-- start DOCUMENT EXTRACT --

INQUIRY INTO BUSINESS TAXATION REFORM

We refer to your letter to the President of the Taxation Institute of Australia (the TIA),
Mr Gordon Cooper, dated 20 October 1999 inviting the TIA make a written
submission to the Finance and Public Administration References Committee's Inquiry
into Business Taxation Reform.

In accordance with the terms of reference for this Committee, we provide herewith a
submission concerning the terms of reference (a) – the economic theories,
assumptions etc, under lying the Government’s proposal for tax reform and term of
reference (g) - further effective reduction in the research and development tax
concession arising from the Government's tax reform package.


THE ECONOMIC THEORIES, ASSUMPTION ETC UNDERPINNING THE
GOVERNMENTS PROPOSAL FOR TAX REFORM

One aim of the Government’s Business Tax Reform proposals is to reduce complexity
and compliance costs. However, the Institute is concerned that measures as a whole
may impose additional compliance costs upon business and the community generally.
This is illustrated by the onerous record keeping requirements in A New Tax System
(Integrity and Other Measures) Bill 1999. As the Explanatory Memorandum, refers to
“ taxpayers may incur some compliance costs” and “the measures may increase
compliance costs”, it is clear that there has been no attempt to measure those costs and
determine whether the benefits of the reform outweighs the disadvantages.

More importantly, little consideration has been given to the imposition of an
additional compliance burden on small and medium enterprises with high turn-overs
and low profit margins due to the operation of this so call “Option 2” (the
cashflow/tax value method for calculating taxable income). For example:
Inquiry in Business Taxation Reform
Submission by the Taxation Institute of Australia


       A petrol station, selling petrol at 72.9 cents per litre with a mark-up of 2cents
       per litre will be required to prepare details financial records under Option 2
       with a gross profit as little as $27,435. This occurs as the small business in
       earning its meagre gross profit will have passed the $1 million turn over
       threshold. Such a business would not currently prepare such detailed and
       expensive accounting information.

-- end DOCUMENT EXTRACT --

WRITTEN REQUEST A.
From the tax reform submission, answer:
(i) What is the name of the President of the Taxation Institute of Australia?
(ii) Which Bill is given as an example of onerous record keeping requirements?
(iii) At what price per litre does the petrol station in the example sell petrol?
WRITTEN REQUEST B. Substitute "Institute" for "TIA" in the tax reform submission, beginning at the words "We refer to" and stopping after "Business Taxation Reform.".
Rely only on the tax reform submission.

-- start RAW RECORDS --

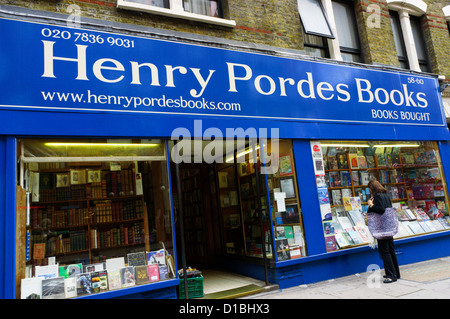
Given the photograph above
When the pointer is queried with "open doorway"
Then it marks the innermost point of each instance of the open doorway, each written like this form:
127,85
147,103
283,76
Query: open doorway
223,222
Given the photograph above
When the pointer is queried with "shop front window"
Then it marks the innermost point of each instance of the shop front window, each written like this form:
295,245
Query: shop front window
94,215
411,172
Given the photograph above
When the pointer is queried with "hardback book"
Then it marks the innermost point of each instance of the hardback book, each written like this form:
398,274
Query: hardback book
70,287
137,259
127,276
163,272
330,243
70,270
141,275
84,284
282,248
53,288
114,280
31,288
156,257
153,272
114,263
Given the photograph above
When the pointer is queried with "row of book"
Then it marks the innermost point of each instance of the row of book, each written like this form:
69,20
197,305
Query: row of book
349,228
63,242
53,187
289,242
60,242
102,212
355,158
117,236
58,282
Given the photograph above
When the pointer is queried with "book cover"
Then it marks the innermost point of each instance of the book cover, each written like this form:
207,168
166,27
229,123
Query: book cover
84,284
163,272
115,263
137,259
141,275
127,276
70,287
330,243
53,288
153,272
156,257
70,270
31,288
282,249
114,280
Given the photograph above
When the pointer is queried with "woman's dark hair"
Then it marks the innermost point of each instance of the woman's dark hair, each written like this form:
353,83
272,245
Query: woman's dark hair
375,187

-- end RAW RECORDS --

FULL SOLUTION A.
(i) Mr Gordon Cooper
(ii) A New Tax System (Integrity and Other Measures) Bill 1999
(iii) 72.9 cents per litre

FULL SOLUTION B.
We refer to your letter to the President of the Taxation Institute of Australia (the Institute),
Mr Gordon Cooper, dated 20 October 1999 inviting the Institute make a written
submission to the Finance and Public Administration References Committee's Inquiry
into Business Taxation Reform.